▶ **練習問題 A**
下に掲げる一覧の最初の行から「[(315, 287), (314, 297)]」を含む行までを、一字一句変えずに書き写しなさい。始まりの行と終わりの行も含めること。

▶ **本文抜粋**
_ _ _ _ _
大学生の頃、友達に「好きになったら、相手のことをもっと知りたいし、自分のことももっと知って欲しいと思わない?」と聞かれたことがありました。正直私はピンときませんでした。相手のことを知りたいという気持ちはわかるけれど、自分を知って欲しいとは考えたことがなかったからです。自分を知って欲しいと思えることは、弱いところがなく自信があるからなんだと当時の私は思っていました。だから友達は自信があってすごいなぁと少し羨ましく見ていました。

前の記事で弱みに関して書いたのですが、私は約束をするのがとても苦手です。言葉にすればとても簡単で、些細なことに思われるというのは承知しているのですが、自分にとっては昔からの悩みです。なので、これを実際の生活で会う人や知人に言うことはほとんどありません。仲の良い友人には大人になってから言えるようになりました。

楽しみではない予定ならともかく、会いたい人にも会いたいと言えなかったり、約束を断ってしまうことは誤解されることもあり、相手にも申し訳ない気持ちでいっぱいになって落ち込みます。

そういう時に今まではずっと、理由をつけてはぐらかしていましたが、隠す事にも疲れたなと最近ふと思いました。

その場を嘘でしのいでも、根本的には何も変わらない。それを嫌と言うほど感じてきたからです。じゃあなぜ今まで言えなかったのかと考えてみると、

こんな話をしたら、相手からどう思われるんだろう。

この恐怖がずっと私のなかにあったからです。でも、これは少し違うんじゃないかなと思うようになりました。
_ _ _ _ _
▶ **掲載一覧**
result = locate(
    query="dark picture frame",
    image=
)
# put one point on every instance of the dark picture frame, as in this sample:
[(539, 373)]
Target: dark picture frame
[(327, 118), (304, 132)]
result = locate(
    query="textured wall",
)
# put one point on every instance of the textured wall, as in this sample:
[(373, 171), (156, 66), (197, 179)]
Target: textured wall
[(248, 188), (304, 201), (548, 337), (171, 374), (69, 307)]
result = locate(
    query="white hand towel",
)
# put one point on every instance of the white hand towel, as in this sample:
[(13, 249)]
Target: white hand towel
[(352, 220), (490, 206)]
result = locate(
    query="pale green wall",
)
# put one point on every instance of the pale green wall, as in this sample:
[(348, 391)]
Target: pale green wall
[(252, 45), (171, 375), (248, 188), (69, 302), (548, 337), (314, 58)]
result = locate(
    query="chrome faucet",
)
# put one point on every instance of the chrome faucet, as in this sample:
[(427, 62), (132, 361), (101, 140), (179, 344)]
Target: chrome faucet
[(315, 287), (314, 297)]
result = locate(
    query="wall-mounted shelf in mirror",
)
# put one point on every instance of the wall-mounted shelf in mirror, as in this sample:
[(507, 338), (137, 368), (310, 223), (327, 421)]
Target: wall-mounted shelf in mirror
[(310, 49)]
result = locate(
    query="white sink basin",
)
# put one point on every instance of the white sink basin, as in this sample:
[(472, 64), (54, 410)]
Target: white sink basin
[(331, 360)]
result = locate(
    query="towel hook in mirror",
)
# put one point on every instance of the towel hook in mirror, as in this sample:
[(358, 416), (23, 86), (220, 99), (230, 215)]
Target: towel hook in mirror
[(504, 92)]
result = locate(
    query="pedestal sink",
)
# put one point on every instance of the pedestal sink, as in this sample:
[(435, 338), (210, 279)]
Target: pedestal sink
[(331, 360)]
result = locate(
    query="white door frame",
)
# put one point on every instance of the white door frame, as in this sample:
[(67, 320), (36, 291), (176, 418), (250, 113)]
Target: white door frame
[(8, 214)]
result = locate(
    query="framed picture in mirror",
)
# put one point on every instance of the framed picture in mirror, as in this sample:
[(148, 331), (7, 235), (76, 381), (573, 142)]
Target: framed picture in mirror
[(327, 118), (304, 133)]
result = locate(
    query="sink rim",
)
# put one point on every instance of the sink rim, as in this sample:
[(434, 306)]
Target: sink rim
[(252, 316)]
_ _ _ _ _
▶ **練習問題 B**
上にある、約束が苦手なことを語った文章を、最後の文の後から書き継ぎなさい。

▶ **解答 A**
result = locate(
    query="dark picture frame",
    image=
)
# put one point on every instance of the dark picture frame, as in this sample:
[(539, 373)]
Target: dark picture frame
[(327, 118), (304, 132)]
result = locate(
    query="textured wall",
)
# put one point on every instance of the textured wall, as in this sample:
[(373, 171), (156, 66), (197, 179)]
Target: textured wall
[(248, 188), (304, 201), (548, 337), (171, 374), (69, 307)]
result = locate(
    query="white hand towel",
)
# put one point on every instance of the white hand towel, as in this sample:
[(13, 249)]
Target: white hand towel
[(352, 220), (490, 206)]
result = locate(
    query="pale green wall",
)
# put one point on every instance of the pale green wall, as in this sample:
[(348, 391)]
Target: pale green wall
[(252, 45), (171, 375), (248, 188), (69, 302), (548, 337), (314, 58)]
result = locate(
    query="chrome faucet",
)
# put one point on every instance of the chrome faucet, as in this sample:
[(427, 62), (132, 361), (101, 140), (179, 344)]
Target: chrome faucet
[(315, 287), (314, 297)]

▶ **解答 B**
私が自分の弱い部分を話すという『伝える』行為と、相手がそれを聞いてどう『思う』かは全くの別問題です。私ができる事は、嘘をつかないで話すこと。これだけです。相手がどう思うかは私が変えられることではないし、どう思うかは相手にも自由があります。もしかしたら面倒だなと思うかもしれないし、疎遠になってしまうこともあるかもしれません。でもそれは相手はもちろん悪くないですし、伝えたことを後悔したり、自分の事を責める必要も無いと思います。嘘をつかないで、本当のことを伝えることができた。その行動を起こすことができた、という事こそが私にとって重要なことであって、受け入れてもらえるかは今は重要ではないことだと思おうと決めました。

人と向き合うってどういうことなんだろうとここ数年考えることが多かったのですが、自分の弱さを認めることや受け入れる事。自分と向き合うことをしないで相手と向き合うなんて無理だなと気づきました。

大学の時、友達が言った「自分のことを知ってもらいたい」という意味が、良いところだけじゃなくて弱さも含めた自分を知ってもらいたいということだったんだなと、ずいぶん時間がたってしまいましたがわかったような気がします。